Exercise instructions »
(a) In the text on cannabis and federal drug law, what is Epidiolex prescribed to treat?
(b) Resume the text on cannabis and federal drug law, writing on from its final sentence.

Exercise text »
+++++
Medical use? Recreational Use? Federal vs. State? These are many of the common questions and concerns your average patient has with respect to cannabis today and the answer isn’t quite as clear as we would like it to be; however, there is a linguistic trend steering towards the term “medicated” to replace, the pejorative, “high” for cannabis users seeking medical relief.
Notwithstanding, this re-branding and imaging of cannabis, the basis for much of this confusion is the Controlled Substances Act. As a refresher, cannabis is classified as a “Schedule I” substance, which, defines it as a substance with no currently accepted medical use. A snapshot taken directly from the Drug Enforcement Agency (DEA) website is reproduced below:
Schedule I drugs, substances, or chemicals are defined as drugs with no currently accepted medical use and a high potential for abuse. Some examples of Schedule I drugs are heroin, lysergic, acid diethylamide (LSD), marijuana, (cannabis)l, 3,4- methylenedioxymethamphetamine (ecstasy), methaqualone, and peyote.
Yet, as cannabis barrels onto the public scene, there is more evidence surfacing for suggested medical uses. GW Pharmaceuticals has essentially broken the mold with Epidiolex; a prescription medicine that is used to treat seizures associated with Lennox-Gastaut syndrome or Dravet syndrome in patients two years of age and older. Epidiolex is the first and only FDA-Approved prescription cannabidiol, so how did they do it?
GW Pharmaceuticals creatively applied for orphan status under the Orphan Drug Act (ODA) with the FDA. Per the U.S. Food and Drug Administration,
The Orphan Drug Act provides for granting special status to a drug or biological product (drug) to treat a rare disease or condition upon request of a sponsor. This status is referred to as orphan designation (or sometimes “orphan status”). For a drug to qualify for orphan designation both the drug and the disease or condition must meet certain criteria specified in the ODA and FDA’s implementing regulations at 21 CFR Part 316.
+++++
Source data »
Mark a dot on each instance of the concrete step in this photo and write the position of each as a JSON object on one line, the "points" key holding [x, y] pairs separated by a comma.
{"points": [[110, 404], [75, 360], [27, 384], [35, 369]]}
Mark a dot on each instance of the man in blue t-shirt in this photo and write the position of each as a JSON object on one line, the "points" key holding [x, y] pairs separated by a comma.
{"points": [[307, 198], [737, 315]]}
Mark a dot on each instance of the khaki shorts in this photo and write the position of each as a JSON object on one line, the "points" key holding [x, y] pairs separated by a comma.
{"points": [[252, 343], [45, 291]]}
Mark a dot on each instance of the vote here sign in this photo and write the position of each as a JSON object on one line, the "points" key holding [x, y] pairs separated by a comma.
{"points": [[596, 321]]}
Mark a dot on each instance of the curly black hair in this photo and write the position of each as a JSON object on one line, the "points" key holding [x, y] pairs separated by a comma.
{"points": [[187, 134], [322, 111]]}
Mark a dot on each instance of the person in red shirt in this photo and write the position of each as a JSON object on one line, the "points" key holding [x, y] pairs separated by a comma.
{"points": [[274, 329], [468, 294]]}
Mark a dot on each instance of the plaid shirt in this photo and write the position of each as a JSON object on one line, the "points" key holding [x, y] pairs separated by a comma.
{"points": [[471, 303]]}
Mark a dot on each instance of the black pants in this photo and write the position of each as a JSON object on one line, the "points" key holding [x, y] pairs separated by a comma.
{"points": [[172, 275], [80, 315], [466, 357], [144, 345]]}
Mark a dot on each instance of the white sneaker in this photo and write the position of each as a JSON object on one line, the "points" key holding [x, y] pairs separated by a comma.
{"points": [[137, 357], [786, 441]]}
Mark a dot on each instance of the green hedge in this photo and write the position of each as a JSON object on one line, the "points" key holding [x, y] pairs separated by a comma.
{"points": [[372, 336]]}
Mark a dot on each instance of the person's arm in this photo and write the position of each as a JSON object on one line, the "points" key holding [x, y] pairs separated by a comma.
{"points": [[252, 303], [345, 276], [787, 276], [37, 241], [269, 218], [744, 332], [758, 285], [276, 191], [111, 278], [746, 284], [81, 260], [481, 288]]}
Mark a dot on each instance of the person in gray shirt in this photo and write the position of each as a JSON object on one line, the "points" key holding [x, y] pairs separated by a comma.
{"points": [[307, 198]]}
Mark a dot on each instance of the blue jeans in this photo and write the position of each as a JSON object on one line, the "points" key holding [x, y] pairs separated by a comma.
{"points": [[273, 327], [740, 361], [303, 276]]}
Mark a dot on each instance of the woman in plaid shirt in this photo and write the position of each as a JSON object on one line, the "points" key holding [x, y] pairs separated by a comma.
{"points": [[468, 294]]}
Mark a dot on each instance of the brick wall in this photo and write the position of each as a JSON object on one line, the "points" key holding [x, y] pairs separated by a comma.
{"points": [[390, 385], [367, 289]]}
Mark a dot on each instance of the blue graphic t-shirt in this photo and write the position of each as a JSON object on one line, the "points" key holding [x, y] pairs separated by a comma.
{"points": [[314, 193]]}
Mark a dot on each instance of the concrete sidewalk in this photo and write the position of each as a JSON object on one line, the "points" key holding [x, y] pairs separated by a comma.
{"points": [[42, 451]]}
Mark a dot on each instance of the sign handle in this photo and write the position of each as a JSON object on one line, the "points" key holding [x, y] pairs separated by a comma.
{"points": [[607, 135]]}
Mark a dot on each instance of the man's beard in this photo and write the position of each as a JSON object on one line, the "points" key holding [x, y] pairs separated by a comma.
+++++
Answers in order »
(a) Seizures associated with Lennox-Gastaut syndrome or Dravet syndrome in patients two years of age and older.

(b)
Under the Orphan Drug Act, the FDA may grant such a designation for medications that specifically target a rare disease or condition. In 2013 and 2014, the FDA granted such status for Epidiolex. Now, almost four years later and with FDA approval, the DEA was forced to reconsider the medical acceptance of cannabis-derived medications. To wit, on September 27, 2018, an announcement was made by the Department of Justice and the DEA declaring that Epidiolex was being placed in “Schedule V” of the Controlled Substances Act, the least restrictive schedule of the CSA.
Such a drastic jump from Schedule I to Schedule V is virtually unprecedented and inherently conflicting as it acknowledges that a plant-based derivative — a component — of the Schedule I substance has a definite medical use. Will this represent a turning point in what is deemed “accepted medical use” and create a foothold for other cannabis-based products to enter the medically accepted sphere?